▽

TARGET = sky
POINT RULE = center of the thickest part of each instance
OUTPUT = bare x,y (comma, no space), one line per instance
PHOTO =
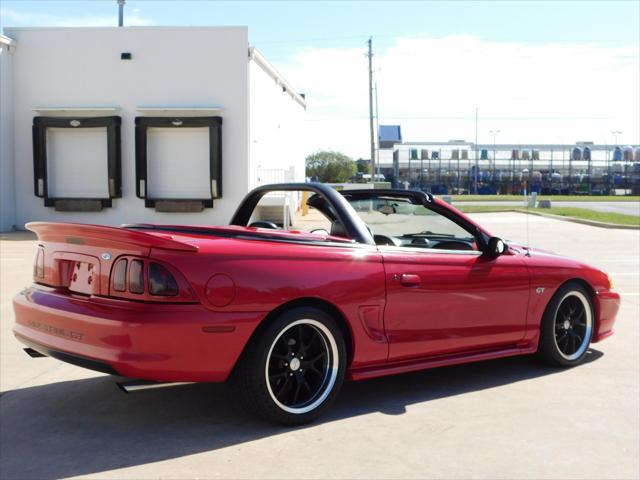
539,72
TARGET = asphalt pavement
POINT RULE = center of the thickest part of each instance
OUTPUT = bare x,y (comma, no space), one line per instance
508,418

△

▶ [What is required]:
Can you format every line of the listing above as a JSON list of strings, one string per line, skipping blank lines and leaving out the pictures?

▶ [Full response]:
[
  "TARGET = sky",
  "POINT RULE = center of the thickest part of each instance",
  "OUTPUT = bare x,y (comma, no space), one line per instance",
  "PHOTO =",
  "539,72",
  "TARGET = asphalt pavement",
  "POINT RULE = center of the thickest part of each instance",
  "OUTPUT = bare x,y (comma, no space), one line per instance",
  "508,418"
]